Collect every line below that contains the string "give", treating uppercase and lowercase as different, and copy each such line in full.

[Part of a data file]
>> Begin
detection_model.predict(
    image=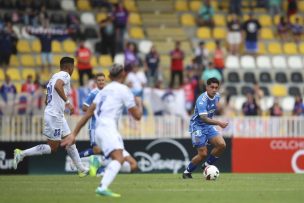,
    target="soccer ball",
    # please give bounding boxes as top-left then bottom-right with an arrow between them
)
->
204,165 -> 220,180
>> End
### RESPONSE:
    # please give bounding boxes as top-left then bottom-right with an arrow between them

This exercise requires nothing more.